+++ Supplied data +++

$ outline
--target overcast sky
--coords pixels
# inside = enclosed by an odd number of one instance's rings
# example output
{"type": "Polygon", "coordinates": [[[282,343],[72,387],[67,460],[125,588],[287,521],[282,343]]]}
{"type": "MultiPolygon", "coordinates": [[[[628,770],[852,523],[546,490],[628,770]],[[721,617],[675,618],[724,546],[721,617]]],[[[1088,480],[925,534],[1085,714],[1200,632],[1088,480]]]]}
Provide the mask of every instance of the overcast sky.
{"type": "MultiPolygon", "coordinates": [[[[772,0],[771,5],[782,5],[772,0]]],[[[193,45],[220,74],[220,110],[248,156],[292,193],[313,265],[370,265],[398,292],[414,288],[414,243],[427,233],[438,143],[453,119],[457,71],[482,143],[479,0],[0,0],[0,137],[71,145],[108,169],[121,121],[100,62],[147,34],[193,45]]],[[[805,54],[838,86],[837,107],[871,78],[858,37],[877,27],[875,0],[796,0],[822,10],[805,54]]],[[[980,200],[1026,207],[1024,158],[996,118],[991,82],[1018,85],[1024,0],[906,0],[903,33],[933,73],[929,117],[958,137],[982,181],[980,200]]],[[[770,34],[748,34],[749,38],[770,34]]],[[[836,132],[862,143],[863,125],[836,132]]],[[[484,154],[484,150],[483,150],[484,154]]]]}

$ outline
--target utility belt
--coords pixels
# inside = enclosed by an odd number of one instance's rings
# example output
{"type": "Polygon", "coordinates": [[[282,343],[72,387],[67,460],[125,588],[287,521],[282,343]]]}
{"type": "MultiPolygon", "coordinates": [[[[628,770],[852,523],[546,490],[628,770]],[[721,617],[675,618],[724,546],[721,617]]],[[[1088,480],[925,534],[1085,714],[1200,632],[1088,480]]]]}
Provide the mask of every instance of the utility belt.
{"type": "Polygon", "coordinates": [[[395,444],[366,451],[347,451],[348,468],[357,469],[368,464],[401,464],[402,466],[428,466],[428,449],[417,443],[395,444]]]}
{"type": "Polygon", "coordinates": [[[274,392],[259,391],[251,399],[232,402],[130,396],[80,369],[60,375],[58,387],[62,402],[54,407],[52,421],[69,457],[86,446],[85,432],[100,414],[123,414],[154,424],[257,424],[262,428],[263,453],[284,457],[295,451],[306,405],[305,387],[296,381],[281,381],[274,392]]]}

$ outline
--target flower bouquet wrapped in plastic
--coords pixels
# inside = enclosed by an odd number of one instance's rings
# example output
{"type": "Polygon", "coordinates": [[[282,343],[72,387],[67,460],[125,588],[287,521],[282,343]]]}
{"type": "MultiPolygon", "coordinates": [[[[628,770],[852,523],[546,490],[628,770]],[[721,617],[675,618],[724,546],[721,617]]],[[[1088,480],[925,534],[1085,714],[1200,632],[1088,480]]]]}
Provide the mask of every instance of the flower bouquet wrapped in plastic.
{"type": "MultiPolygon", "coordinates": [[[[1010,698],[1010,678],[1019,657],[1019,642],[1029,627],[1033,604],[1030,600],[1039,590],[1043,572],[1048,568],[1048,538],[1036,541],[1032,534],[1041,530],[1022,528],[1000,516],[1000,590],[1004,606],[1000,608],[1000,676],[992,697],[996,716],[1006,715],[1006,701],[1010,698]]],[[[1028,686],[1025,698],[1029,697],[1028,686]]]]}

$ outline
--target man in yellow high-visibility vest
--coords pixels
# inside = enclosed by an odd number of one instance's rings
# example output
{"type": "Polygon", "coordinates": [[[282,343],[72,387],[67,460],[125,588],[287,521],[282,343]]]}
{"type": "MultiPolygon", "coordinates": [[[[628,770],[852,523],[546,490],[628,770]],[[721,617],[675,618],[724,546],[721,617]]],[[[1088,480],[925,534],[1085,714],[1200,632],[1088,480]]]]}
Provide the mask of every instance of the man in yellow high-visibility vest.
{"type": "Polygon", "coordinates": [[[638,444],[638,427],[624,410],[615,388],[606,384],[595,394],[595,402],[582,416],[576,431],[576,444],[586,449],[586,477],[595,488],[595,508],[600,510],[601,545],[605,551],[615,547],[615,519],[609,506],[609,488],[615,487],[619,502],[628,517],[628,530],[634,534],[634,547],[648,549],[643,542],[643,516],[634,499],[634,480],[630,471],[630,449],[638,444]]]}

+++

Reproduce every line of the listing above verbatim, from the first line to the last.

$ outline
--target overcast sky
--coords pixels
# inside = enclosed by an odd number of one instance's rings
# example output
{"type": "Polygon", "coordinates": [[[282,343],[72,387],[67,460],[125,588],[287,521],[282,343]]]}
{"type": "MultiPolygon", "coordinates": [[[[628,770],[852,523],[546,490],[628,770]],[[721,617],[675,618],[724,546],[721,617]]],[[[1088,480],[925,534],[1085,714],[1200,632],[1088,480]]]]}
Provide the mask of every instance of the overcast sky.
{"type": "MultiPolygon", "coordinates": [[[[772,0],[771,5],[782,5],[772,0]]],[[[193,45],[220,74],[220,110],[248,156],[292,193],[313,265],[370,265],[398,292],[414,288],[414,243],[427,233],[438,143],[453,119],[457,71],[482,143],[479,0],[0,0],[0,137],[71,145],[108,169],[121,121],[100,62],[147,34],[193,45]]],[[[805,54],[838,86],[837,107],[871,78],[858,37],[877,27],[875,0],[796,0],[822,10],[805,54]]],[[[980,200],[1026,207],[1024,158],[996,118],[991,82],[1018,85],[1024,0],[906,0],[903,33],[933,73],[929,117],[958,137],[982,181],[980,200]]],[[[770,34],[748,34],[749,38],[770,34]]],[[[836,132],[862,143],[863,125],[836,132]]],[[[484,154],[484,150],[483,150],[484,154]]]]}

$ outline
--target utility belt
--coords pixels
# inside = enclosed by an odd number of one instance's rings
# example output
{"type": "Polygon", "coordinates": [[[282,343],[72,387],[67,460],[125,588],[287,521],[282,343]]]}
{"type": "MultiPolygon", "coordinates": [[[[628,770],[852,523],[546,490],[628,770]],[[721,617],[675,618],[724,546],[721,617]]],[[[1088,480],[925,534],[1085,714],[1200,632],[1088,480]]]]}
Provide the mask of every instance of the utility belt.
{"type": "Polygon", "coordinates": [[[395,444],[366,451],[347,451],[348,468],[357,469],[368,464],[401,464],[402,466],[428,466],[428,449],[417,443],[395,444]]]}
{"type": "Polygon", "coordinates": [[[274,392],[259,391],[251,399],[232,402],[130,396],[80,369],[60,375],[58,387],[62,402],[54,407],[52,421],[69,457],[86,446],[85,432],[100,414],[123,414],[154,424],[257,424],[262,428],[263,453],[284,457],[295,451],[306,405],[305,387],[296,381],[281,381],[274,392]]]}

$ outline
--target flower bouquet wrapped in plastic
--coords pixels
# inside = enclosed by an odd number of one instance's rings
# example output
{"type": "Polygon", "coordinates": [[[282,343],[72,387],[67,460],[125,588],[287,521],[282,343]]]}
{"type": "MultiPolygon", "coordinates": [[[[628,770],[852,523],[546,490],[628,770]],[[721,617],[675,618],[724,546],[721,617]]],[[[1088,480],[925,534],[1085,714],[1200,632],[1088,480]]]]}
Provide the mask of every instance of the flower bouquet wrapped in plastic.
{"type": "MultiPolygon", "coordinates": [[[[1010,698],[1010,678],[1019,657],[1019,642],[1029,627],[1033,604],[1030,600],[1039,590],[1043,572],[1048,568],[1048,538],[1036,541],[1032,534],[1041,530],[1022,528],[1000,516],[1000,590],[1004,606],[1000,608],[1000,676],[992,697],[996,716],[1006,715],[1006,701],[1010,698]]],[[[1028,686],[1025,698],[1029,697],[1028,686]]]]}

$ outline
--target man in yellow high-visibility vest
--coords pixels
# inside = enclosed by an odd number of one instance's rings
# example output
{"type": "Polygon", "coordinates": [[[282,343],[72,387],[67,460],[125,588],[287,521],[282,343]]]}
{"type": "MultiPolygon", "coordinates": [[[[628,770],[852,523],[546,490],[628,770]],[[721,617],[675,618],[724,546],[721,617]]],[[[1088,480],[925,534],[1085,714],[1200,632],[1088,480]]]]}
Provide the mask of every instance of the man in yellow high-visibility vest.
{"type": "Polygon", "coordinates": [[[638,444],[638,427],[624,410],[615,388],[606,384],[595,394],[595,402],[582,416],[576,431],[576,444],[586,449],[586,477],[595,488],[595,508],[600,510],[601,545],[605,551],[615,547],[615,519],[609,506],[609,488],[615,487],[619,502],[628,517],[628,530],[634,534],[634,547],[648,549],[643,542],[643,516],[634,499],[634,480],[630,471],[630,449],[638,444]]]}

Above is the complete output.